● **EXTRACTED ENTRIES**:
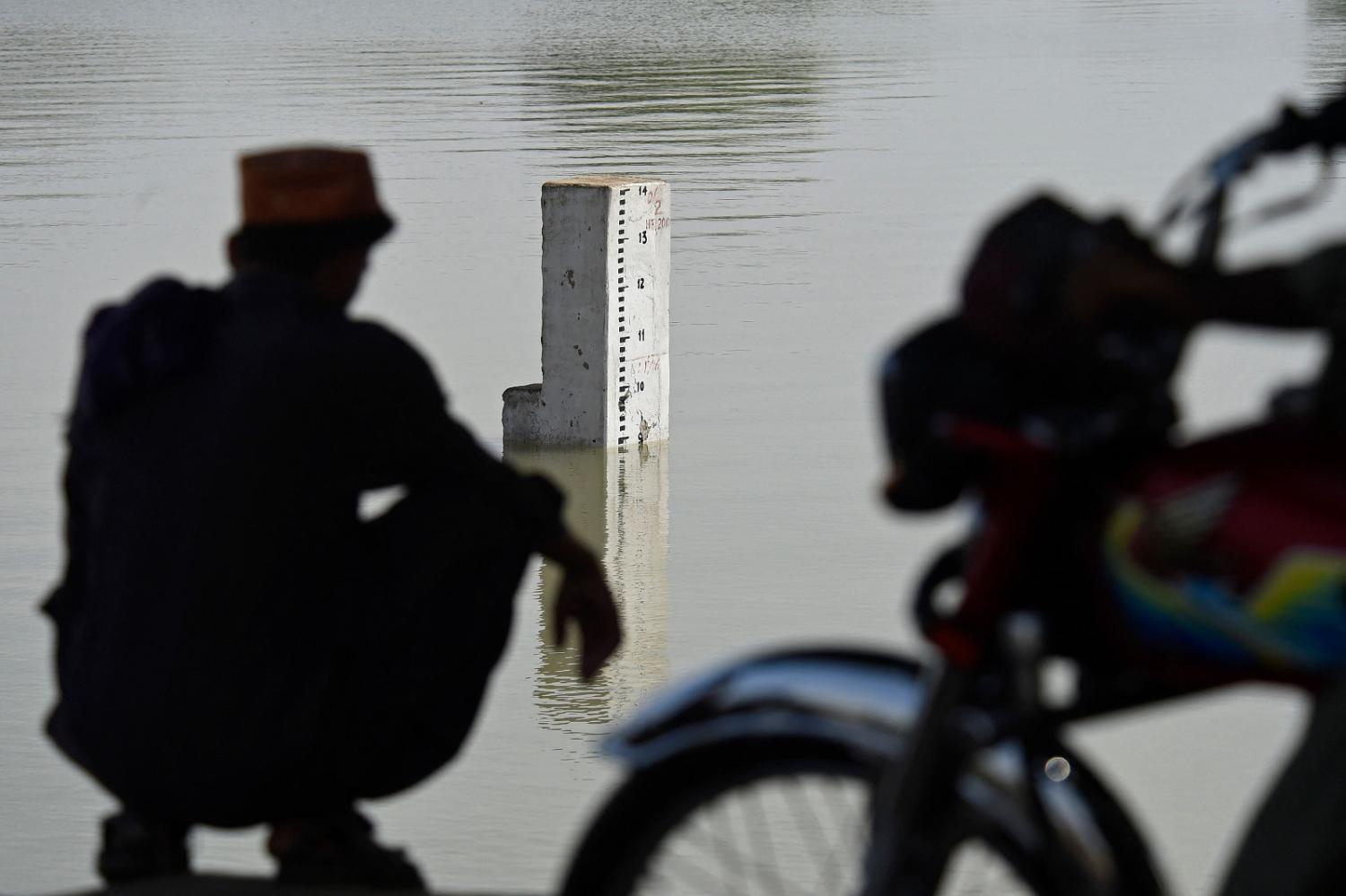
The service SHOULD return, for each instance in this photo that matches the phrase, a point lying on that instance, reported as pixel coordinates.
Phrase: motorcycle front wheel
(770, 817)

---

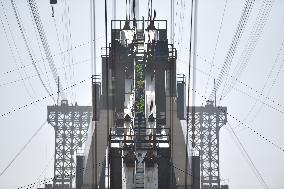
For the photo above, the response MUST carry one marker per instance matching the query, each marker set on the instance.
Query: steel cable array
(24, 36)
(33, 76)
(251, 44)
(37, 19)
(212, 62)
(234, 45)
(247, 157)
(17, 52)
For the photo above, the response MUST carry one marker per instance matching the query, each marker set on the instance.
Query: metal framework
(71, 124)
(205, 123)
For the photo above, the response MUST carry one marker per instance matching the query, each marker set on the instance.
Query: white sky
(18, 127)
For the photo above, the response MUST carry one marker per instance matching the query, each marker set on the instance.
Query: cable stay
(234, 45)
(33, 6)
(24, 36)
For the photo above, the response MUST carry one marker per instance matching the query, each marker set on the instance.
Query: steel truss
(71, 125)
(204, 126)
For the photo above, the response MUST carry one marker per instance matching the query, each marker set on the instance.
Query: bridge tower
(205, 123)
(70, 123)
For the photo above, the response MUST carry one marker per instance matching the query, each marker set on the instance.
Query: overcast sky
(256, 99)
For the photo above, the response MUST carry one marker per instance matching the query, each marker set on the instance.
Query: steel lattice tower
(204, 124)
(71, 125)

● **WHAT TO WORK ON**: From the entries above, pull out every line that contains the word "tower", treating uppercase and lowercase as distinct.

● **ANSWER**:
Query: bridge tower
Query: steel lattice tower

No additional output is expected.